Rows of box annotation records
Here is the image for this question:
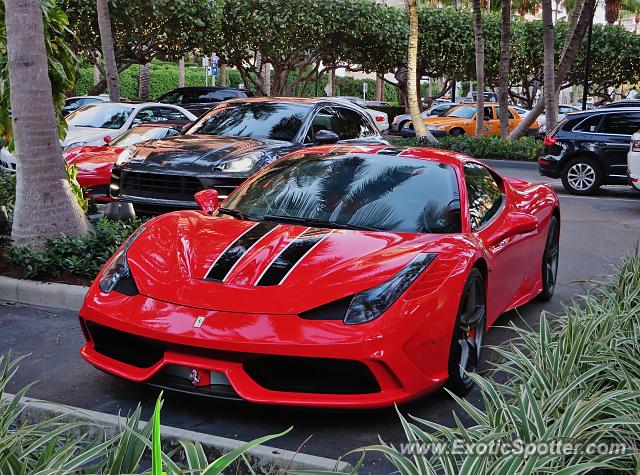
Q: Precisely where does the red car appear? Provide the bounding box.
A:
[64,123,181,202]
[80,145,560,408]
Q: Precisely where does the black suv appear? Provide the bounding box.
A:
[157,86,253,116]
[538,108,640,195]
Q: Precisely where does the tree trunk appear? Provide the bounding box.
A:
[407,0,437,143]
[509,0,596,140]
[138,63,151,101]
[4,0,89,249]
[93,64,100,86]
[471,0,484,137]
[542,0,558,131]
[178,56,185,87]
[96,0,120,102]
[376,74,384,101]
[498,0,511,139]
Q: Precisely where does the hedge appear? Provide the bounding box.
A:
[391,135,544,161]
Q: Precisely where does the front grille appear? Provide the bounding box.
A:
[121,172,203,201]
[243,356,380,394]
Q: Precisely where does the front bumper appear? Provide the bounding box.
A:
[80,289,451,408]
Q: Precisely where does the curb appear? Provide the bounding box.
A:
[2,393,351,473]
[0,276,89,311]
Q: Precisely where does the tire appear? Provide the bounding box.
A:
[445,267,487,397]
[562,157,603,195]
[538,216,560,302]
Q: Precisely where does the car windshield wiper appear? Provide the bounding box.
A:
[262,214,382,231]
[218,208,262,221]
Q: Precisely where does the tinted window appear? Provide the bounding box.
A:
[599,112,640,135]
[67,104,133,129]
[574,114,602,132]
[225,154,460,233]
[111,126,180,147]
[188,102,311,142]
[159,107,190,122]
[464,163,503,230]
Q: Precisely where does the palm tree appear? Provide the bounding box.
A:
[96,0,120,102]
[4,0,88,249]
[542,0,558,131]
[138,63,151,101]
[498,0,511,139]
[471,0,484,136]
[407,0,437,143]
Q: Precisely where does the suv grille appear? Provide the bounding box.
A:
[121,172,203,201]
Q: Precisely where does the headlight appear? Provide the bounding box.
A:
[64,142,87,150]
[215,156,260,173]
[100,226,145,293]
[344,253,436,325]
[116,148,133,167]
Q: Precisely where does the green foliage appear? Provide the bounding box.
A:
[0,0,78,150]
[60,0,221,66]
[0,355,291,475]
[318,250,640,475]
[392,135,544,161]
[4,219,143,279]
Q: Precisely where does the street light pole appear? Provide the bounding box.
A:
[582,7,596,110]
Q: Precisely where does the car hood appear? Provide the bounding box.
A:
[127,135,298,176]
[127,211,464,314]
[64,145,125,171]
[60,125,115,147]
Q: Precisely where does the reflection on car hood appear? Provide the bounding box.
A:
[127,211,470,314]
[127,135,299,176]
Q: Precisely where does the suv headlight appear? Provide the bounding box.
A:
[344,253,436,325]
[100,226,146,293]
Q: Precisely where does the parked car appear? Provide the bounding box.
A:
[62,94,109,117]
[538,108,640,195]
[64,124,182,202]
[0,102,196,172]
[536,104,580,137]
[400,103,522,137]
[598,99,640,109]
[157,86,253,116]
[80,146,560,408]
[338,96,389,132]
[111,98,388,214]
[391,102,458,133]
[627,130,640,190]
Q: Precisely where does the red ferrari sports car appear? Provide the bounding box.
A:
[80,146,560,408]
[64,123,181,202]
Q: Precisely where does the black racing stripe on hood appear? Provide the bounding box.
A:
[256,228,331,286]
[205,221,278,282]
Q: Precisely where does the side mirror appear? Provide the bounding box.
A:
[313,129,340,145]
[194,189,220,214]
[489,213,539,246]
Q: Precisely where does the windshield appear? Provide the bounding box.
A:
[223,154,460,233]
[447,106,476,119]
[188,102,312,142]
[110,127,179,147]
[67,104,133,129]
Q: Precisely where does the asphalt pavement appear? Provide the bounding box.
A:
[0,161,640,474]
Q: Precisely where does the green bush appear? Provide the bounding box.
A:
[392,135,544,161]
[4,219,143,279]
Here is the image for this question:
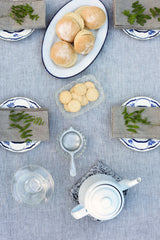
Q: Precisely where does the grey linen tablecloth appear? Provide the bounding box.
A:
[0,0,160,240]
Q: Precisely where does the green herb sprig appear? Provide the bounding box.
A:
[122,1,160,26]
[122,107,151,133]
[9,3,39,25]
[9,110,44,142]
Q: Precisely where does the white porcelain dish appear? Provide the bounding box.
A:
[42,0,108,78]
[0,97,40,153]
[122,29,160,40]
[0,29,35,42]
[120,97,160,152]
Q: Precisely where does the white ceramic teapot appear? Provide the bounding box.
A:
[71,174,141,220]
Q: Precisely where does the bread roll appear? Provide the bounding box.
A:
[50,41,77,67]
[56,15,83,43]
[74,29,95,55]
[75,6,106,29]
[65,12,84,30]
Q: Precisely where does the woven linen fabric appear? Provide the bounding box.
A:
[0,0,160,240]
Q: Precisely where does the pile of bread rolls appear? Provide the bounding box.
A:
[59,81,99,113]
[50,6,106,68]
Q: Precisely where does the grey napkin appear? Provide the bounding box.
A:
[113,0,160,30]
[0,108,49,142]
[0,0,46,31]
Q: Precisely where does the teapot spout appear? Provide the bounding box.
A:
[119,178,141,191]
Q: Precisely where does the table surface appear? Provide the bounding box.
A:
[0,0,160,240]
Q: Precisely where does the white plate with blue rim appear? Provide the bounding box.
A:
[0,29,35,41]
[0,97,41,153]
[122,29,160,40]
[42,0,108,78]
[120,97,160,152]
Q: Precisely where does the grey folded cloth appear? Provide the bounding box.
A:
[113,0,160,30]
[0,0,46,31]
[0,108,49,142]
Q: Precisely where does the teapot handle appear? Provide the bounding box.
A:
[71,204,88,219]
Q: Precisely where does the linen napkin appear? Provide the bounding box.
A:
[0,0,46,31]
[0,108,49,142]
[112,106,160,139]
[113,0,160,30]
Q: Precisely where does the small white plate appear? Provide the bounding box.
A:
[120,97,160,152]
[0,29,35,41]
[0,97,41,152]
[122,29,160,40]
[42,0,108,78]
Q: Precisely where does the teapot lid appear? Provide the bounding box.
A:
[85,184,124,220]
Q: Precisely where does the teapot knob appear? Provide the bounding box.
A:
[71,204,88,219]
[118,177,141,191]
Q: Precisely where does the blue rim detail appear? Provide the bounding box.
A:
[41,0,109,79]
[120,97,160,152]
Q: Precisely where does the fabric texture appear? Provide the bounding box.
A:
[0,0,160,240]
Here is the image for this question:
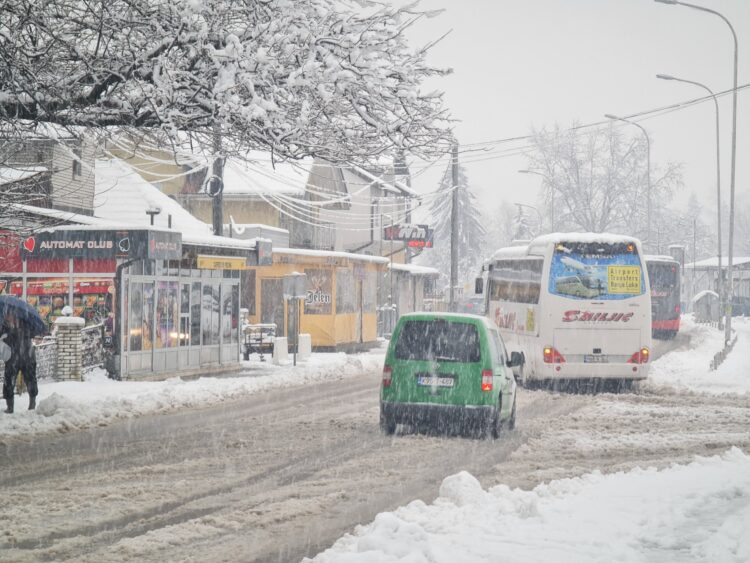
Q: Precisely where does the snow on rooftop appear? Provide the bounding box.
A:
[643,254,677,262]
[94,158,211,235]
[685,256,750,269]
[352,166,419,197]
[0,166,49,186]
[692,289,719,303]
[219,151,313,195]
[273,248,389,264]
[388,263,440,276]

**Exercise instructions**
Arrange every line of the records above as a Markdown table with two columns, Row and Line, giving each line a row number and skipping blank lines. Leave the pictures out of the table.

**Response for this exercise**
| Row | Line |
|---|---|
| 1 | Here is the image for this question: |
| 2 | Q: Precisely where does the red car appear? Provide the bounding box. |
| 3 | A: |
| 4 | [64,123,181,202] |
| 5 | [80,145,560,408] |
| 6 | Q: Precisely where does the black suv appear? Provide the bounding box. |
| 7 | A: |
| 8 | [157,86,253,116] |
| 9 | [538,108,640,195] |
| 10 | Q: Precisely where does the tree trunk appear? Provide the bounding box. |
| 11 | A: |
| 12 | [407,0,437,143] |
| 13 | [509,0,596,140] |
| 14 | [138,63,151,101] |
| 15 | [4,0,89,249] |
| 16 | [93,64,100,86] |
| 17 | [471,0,484,137] |
| 18 | [542,0,558,131] |
| 19 | [178,56,185,87] |
| 20 | [96,0,120,102] |
| 21 | [376,74,384,101] |
| 22 | [498,0,511,139] |
| 23 | Q: Precisely where does the hedge appear? Provide the bounding box. |
| 24 | A: |
| 25 | [391,135,544,161] |
| 26 | Q: Precisely where does the front grille appear? Provide the bounding box. |
| 27 | A: |
| 28 | [121,172,203,201] |
| 29 | [243,356,380,394] |
| 30 | Q: Precisely where does the front bumper appear? Provide the bounding box. |
| 31 | A: |
| 32 | [80,289,451,408] |
| 33 | Q: Precisely where does the curb appear? Provide the bounding box. |
| 34 | A: |
| 35 | [2,393,351,473] |
| 36 | [0,276,89,311] |
| 37 | Q: Precisely where does the tire appear? Provide the bounding box. |
| 38 | A: |
| 39 | [445,267,487,397] |
| 40 | [562,157,603,195] |
| 41 | [538,216,560,302] |
| 42 | Q: Precisely where does the car windshield wiper appear? Provide the bounding box. |
| 43 | A: |
| 44 | [262,214,382,231] |
| 45 | [218,208,262,221] |
| 46 | Q: Precisely where does the tinted window appear? Provide the bounding box. |
| 47 | A: |
| 48 | [599,112,640,135] |
| 49 | [67,104,133,129] |
| 50 | [574,114,602,132] |
| 51 | [225,154,460,233] |
| 52 | [111,126,180,147] |
| 53 | [188,102,311,142] |
| 54 | [159,107,190,122] |
| 55 | [464,163,503,230] |
| 56 | Q: Precisely where does the palm tree appear? Provide the bounding box. |
| 57 | A: |
| 58 | [96,0,120,102] |
| 59 | [4,0,88,249] |
| 60 | [542,0,558,131] |
| 61 | [138,63,151,101] |
| 62 | [498,0,511,139] |
| 63 | [471,0,484,136] |
| 64 | [407,0,437,143] |
| 65 | Q: Precisely where does the suv grille appear? Provide the bounding box. |
| 66 | A: |
| 67 | [121,172,203,201] |
| 68 | Q: Precisely where does the headlight appear? Provide the bounding box. |
| 69 | A: |
| 70 | [64,142,87,150] |
| 71 | [215,156,260,173] |
| 72 | [100,226,145,293] |
| 73 | [344,253,436,325] |
| 74 | [116,148,133,167] |
| 75 | Q: Precisely where does the green foliage appear? Provide the bounding box. |
| 76 | A: |
| 77 | [0,0,78,150] |
| 78 | [60,0,221,66] |
| 79 | [0,355,291,475] |
| 80 | [318,250,640,475] |
| 81 | [392,135,544,161] |
| 82 | [4,219,143,279] |
| 83 | Q: Precisely where does the street light pole appear? Provide the bounding box. |
| 84 | A: |
| 85 | [582,7,596,110] |
| 86 | Q: Precisely where does the car hood appear? Provide the bounding box. |
| 87 | A: |
| 88 | [127,135,298,176] |
| 89 | [127,211,464,314] |
| 90 | [64,145,125,171] |
| 91 | [60,125,115,147] |
| 92 | Q: Precisely where does the reflection on car hood appear? Provide the bounding box. |
| 93 | A: |
| 94 | [127,211,470,314] |
| 95 | [127,135,299,176] |
| 96 | Q: Precisely where does the suv headlight appear? Provide the bounding box. |
| 97 | A: |
| 98 | [344,253,436,325] |
| 99 | [100,226,146,293] |
| 100 | Q: Precisely where does the parked car appear? Provide the bounding box. |
| 101 | A: |
| 102 | [62,94,109,117] |
| 103 | [538,108,640,195] |
| 104 | [64,124,182,202] |
| 105 | [0,102,196,172] |
| 106 | [536,104,580,137] |
| 107 | [400,103,522,137] |
| 108 | [598,99,640,109] |
| 109 | [157,86,253,116] |
| 110 | [80,146,560,408] |
| 111 | [338,96,389,132] |
| 112 | [111,98,388,214] |
| 113 | [391,102,458,133] |
| 114 | [627,130,640,190] |
| 115 | Q: Precisely where does the red ferrari sports car appear? Provide the bounding box. |
| 116 | A: |
| 117 | [80,146,560,408] |
| 118 | [64,123,181,202] |
| 119 | Q: Precisely where does the black racing stripe on hood appear? Provide the bounding box. |
| 120 | A: |
| 121 | [256,228,331,286] |
| 122 | [205,221,278,282] |
| 123 | Q: Precisely where does the side mirror appear? Provide the bounding box. |
| 124 | A: |
| 125 | [313,129,340,145] |
| 126 | [194,189,220,214] |
| 127 | [489,213,539,246] |
| 128 | Q: Precisely where does the windshield appear? Provide the bounding box. |
| 129 | A: |
| 130 | [223,154,460,233] |
| 131 | [447,106,476,119] |
| 132 | [188,102,312,142] |
| 133 | [110,127,179,147] |
| 134 | [67,104,133,129] |
| 135 | Q: Precisely where does the asphalt pavement appear? Provide the bounding box. |
| 136 | A: |
| 137 | [0,161,640,474] |
| 138 | Q: Precisely where does the green bush appear? Provide the bounding box. |
| 139 | A: |
| 140 | [392,135,544,161] |
| 141 | [4,219,143,279] |
| 142 | Here is the image for this question: |
| 143 | Q: Precisely where does the grey linen tablecloth appear? Provide the bounding box. |
| 144 | A: |
| 145 | [0,0,160,240] |
| 146 | Q: Precisely where does the green herb sprig appear? Provide the bounding box. |
| 147 | A: |
| 148 | [122,1,160,26] |
| 149 | [122,107,151,133] |
| 150 | [9,3,39,25] |
| 151 | [9,110,44,142] |
| 152 | Q: Precisely where does the white porcelain dish appear? Provide the bounding box. |
| 153 | A: |
| 154 | [42,0,108,78] |
| 155 | [0,97,40,153] |
| 156 | [122,29,160,40] |
| 157 | [0,29,35,42] |
| 158 | [120,97,160,152] |
| 159 | Q: Precisely where does the white ceramic teapot appear? Provide the bounding box. |
| 160 | A: |
| 161 | [71,174,141,220] |
| 162 | Q: Precisely where does the bread roll appear? Provide the bounding box. |
| 163 | A: |
| 164 | [50,41,77,67] |
| 165 | [56,15,83,43] |
| 166 | [74,29,95,55] |
| 167 | [75,6,106,29] |
| 168 | [65,12,84,30] |
| 169 | Q: Precisely where does the woven linen fabric appear? Provide the bounding box. |
| 170 | A: |
| 171 | [0,0,160,240] |
| 172 | Q: Precisely where does the pile of bread rolls appear? Provide the bounding box. |
| 173 | A: |
| 174 | [59,81,99,113] |
| 175 | [50,6,106,68] |
| 176 | Q: Precisely where does the grey napkin appear? Provide the bounding box. |
| 177 | A: |
| 178 | [113,0,160,30] |
| 179 | [0,108,49,142] |
| 180 | [0,0,46,31] |
| 181 | Q: Precisely where does the teapot spout appear? Provide the bounding box. |
| 182 | A: |
| 183 | [119,178,141,191] |
| 184 | Q: Precisely where does the table surface appear? Provide the bounding box. |
| 185 | A: |
| 186 | [0,0,160,240] |
| 187 | Q: Precisely where does the white plate with blue rim appear? Provide the bounding box. |
| 188 | A: |
| 189 | [0,29,35,41] |
| 190 | [0,97,41,153] |
| 191 | [122,29,160,40] |
| 192 | [42,0,108,78] |
| 193 | [120,97,160,152] |
| 194 | Q: Precisely where does the grey folded cloth appear? Provide the bounding box. |
| 195 | A: |
| 196 | [113,0,160,30] |
| 197 | [0,0,46,31] |
| 198 | [0,108,49,142] |
| 199 | Q: Precisely where does the teapot handle appear? Provide the bounding box. |
| 200 | A: |
| 201 | [71,204,88,219] |
| 202 | Q: Precisely where does the linen napkin appear? Provide the bounding box. |
| 203 | A: |
| 204 | [0,0,46,31] |
| 205 | [0,108,49,142] |
| 206 | [112,106,160,139] |
| 207 | [113,0,160,30] |
| 208 | Q: Precisely where does the small white plate appear? Provide the bounding box. |
| 209 | A: |
| 210 | [120,97,160,152] |
| 211 | [0,29,35,41] |
| 212 | [0,97,41,152] |
| 213 | [122,29,160,40] |
| 214 | [42,0,108,78] |
| 215 | Q: Precisely where does the teapot lid appear? Provide the bounding box. |
| 216 | A: |
| 217 | [85,184,124,220] |
| 218 | Q: Precisely where does the teapot knob appear? Provide the bounding box. |
| 219 | A: |
| 220 | [71,204,88,219] |
| 221 | [118,177,141,191] |
| 222 | Q: Precisely where does the blue rim detail appear? Provide the bounding box. |
| 223 | A: |
| 224 | [41,0,109,79] |
| 225 | [120,97,160,152] |
| 226 | Q: Precisely where does the fabric texture appear? Provide the bounding box. |
| 227 | A: |
| 228 | [0,0,160,240] |
| 229 | Here is the image for this question: |
| 230 | Q: Precisely where does the snow on rooftop appear? Provide the bounding box. |
| 231 | A: |
| 232 | [643,254,677,262] |
| 233 | [94,158,211,235] |
| 234 | [685,256,750,269] |
| 235 | [352,166,419,197] |
| 236 | [0,166,49,186] |
| 237 | [692,289,719,303] |
| 238 | [219,151,313,195] |
| 239 | [273,248,389,264] |
| 240 | [388,263,440,276] |